• _THE TASK_: Write each line out again exactly as written.

##############################

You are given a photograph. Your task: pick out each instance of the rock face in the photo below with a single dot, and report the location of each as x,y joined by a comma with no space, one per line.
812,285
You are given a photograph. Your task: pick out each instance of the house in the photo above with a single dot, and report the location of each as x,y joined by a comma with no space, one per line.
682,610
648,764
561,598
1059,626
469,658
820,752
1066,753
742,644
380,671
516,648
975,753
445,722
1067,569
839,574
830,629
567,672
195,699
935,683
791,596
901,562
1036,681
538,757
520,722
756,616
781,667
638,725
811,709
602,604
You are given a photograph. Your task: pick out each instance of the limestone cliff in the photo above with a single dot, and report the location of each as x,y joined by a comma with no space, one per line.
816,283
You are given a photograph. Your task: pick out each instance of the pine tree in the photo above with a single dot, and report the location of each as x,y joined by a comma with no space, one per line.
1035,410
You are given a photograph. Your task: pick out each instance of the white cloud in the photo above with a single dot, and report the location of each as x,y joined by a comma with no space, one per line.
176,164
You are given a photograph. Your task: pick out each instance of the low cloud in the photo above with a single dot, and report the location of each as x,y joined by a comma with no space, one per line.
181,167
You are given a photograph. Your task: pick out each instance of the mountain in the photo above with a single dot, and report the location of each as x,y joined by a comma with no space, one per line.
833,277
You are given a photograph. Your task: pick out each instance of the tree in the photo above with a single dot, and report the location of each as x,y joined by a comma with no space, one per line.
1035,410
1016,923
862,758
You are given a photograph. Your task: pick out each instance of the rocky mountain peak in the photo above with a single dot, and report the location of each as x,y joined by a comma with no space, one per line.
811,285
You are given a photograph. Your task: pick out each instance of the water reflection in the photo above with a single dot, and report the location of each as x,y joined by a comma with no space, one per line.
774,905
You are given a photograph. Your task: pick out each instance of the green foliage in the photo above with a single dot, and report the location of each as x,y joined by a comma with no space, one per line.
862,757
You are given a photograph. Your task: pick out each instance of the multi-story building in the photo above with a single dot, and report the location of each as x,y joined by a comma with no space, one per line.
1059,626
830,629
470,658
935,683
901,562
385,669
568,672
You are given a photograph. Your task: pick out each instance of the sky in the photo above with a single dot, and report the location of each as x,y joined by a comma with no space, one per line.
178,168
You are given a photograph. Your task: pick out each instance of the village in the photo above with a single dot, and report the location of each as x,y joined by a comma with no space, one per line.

##############################

• _RESULT FOR THIS EXERCISE_:
You are given a photograph. Your task: pick out each instance of the rock face in the photo below with a single dot, and report the location of each as x,y joined by a comma with no space, one per line.
812,285
You are given a photograph. Your task: pick out each instance of the house in the photo above with a single dot, and report the location of each as x,y joined by a comma with no space, one per line.
682,610
648,764
561,598
1059,626
469,658
820,752
1066,753
742,644
380,671
516,648
975,753
445,722
1067,569
839,574
830,629
567,672
195,699
935,683
791,596
901,562
1036,681
538,757
520,722
756,616
781,667
638,725
811,709
602,604
You are given a photograph. Your task: pick out each instance of the limestone cliff in the photo above with a single dot, and report the location of each as x,y joined by a comma with no space, one per line.
816,283
You are given a photograph. Your task: pick out each instance of the pine tree in the photo above with a single dot, and report the location of each as x,y joined by a comma with no space, one per line.
1035,410
You are given a photograph. Your task: pick out each instance of the white cloud in the photo above with a single dot, and report the location of each as x,y joined by a comma with no space, one per line.
176,164
You are given a photograph. Your task: pick out each instance of the low cloud in the photo above with a single dot, and report the location of each as x,y joined by a comma with no space, one per line.
181,167
You are given a photograph. Your task: pick out each instance of the mountain in the photo above with a single dot, and report the location of each as x,y joined by a comma with no space, one per line.
833,277
You are given a photograph. Your task: pick out each instance of the tree in the photo above with a single dot, and report the location of each as x,y joined by a comma with no space, one per line.
1035,410
1016,923
862,758
You are given a photograph. Your task: pick out each instance of the rocky mountain peak in the photo above with a single dot, and report the location of each as x,y joined by a comma with no space, one per line.
811,285
You are given a photograph. Your task: pick out each instance of the water reflection in the photo above with a single dot, and report the location of each as x,y joined by a comma with no space, one per line.
774,905
You are given a photograph. Your task: pick out each instance of the green foliage in the photo above with a single dot, and report the location of each as x,y joined by a comma with no space, one per line.
862,757
You are given a photograph. Your task: pick out each instance of the multi-story building in the photo above with a single dot, and report the location of each as x,y joined by a comma with no space, one per line.
1059,626
830,629
470,658
935,683
901,562
385,669
568,672
You are given a photograph. Your task: pick out each instance of the sky in the photo above with a single dot, and report the location of each as x,y joined by a comma with no space, one per line.
178,168
You are given a photograph. Your task: pick out each instance of the village in the photo above with a single dot, and report the location of each as x,y joined by a comma with no space, one per line.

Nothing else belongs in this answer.